> _WORK ORDER_
If a line below contains the string "grass", copy it out.

====== MATERIAL PROVIDED

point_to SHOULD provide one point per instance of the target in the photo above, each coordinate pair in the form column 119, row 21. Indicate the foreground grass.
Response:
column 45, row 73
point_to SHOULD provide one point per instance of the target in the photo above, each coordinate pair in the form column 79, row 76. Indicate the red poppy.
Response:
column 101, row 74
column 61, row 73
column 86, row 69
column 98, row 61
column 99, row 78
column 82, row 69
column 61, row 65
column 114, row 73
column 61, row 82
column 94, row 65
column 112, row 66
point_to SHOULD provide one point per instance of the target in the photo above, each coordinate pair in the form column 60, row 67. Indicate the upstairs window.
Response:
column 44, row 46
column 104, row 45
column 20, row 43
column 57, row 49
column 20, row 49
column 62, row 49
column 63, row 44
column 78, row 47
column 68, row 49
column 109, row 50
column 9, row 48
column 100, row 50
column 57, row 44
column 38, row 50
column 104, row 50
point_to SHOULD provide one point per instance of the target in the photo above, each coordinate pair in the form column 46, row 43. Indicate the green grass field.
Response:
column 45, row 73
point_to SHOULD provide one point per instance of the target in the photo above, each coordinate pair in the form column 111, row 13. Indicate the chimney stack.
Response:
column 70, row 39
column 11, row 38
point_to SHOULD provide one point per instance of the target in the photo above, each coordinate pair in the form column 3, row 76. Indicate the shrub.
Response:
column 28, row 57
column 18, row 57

============

> _COMPLETED TASK_
point_to SHOULD provide one point per instance of the target in the photo above, each coordinate pair in the form column 119, row 21. Indicate the foreground grass.
point_to SHOULD provide one point per instance of the target in the photo above, each coordinate pair in the form column 46, row 43. Indicate the green grass field.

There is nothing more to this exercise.